■ Objective:
Please put the items below into a two-column CSV with the headers "item_text" and "item_answer", one row per item, with each field quoted and its line breaks replaced by spaces. Leave the pictures out.

begin Data supplied

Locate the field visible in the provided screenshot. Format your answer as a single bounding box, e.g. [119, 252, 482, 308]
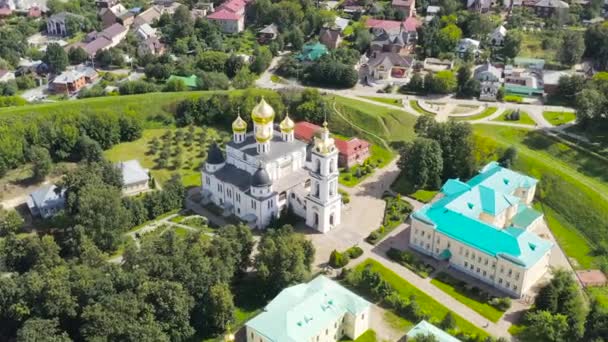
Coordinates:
[450, 107, 498, 121]
[543, 112, 576, 126]
[474, 125, 608, 266]
[356, 259, 487, 340]
[492, 110, 536, 125]
[104, 127, 223, 187]
[329, 96, 416, 145]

end Data supplied

■ Exercise answer:
item_text,item_answer
"Locate the field visible in the provided screenshot. Format your answer as a single bounding box, e.g. [119, 252, 482, 308] Coordinates:","[450, 107, 498, 121] [543, 112, 576, 126] [474, 125, 608, 266] [356, 259, 487, 340] [492, 110, 536, 125] [104, 127, 223, 187] [329, 96, 416, 145]"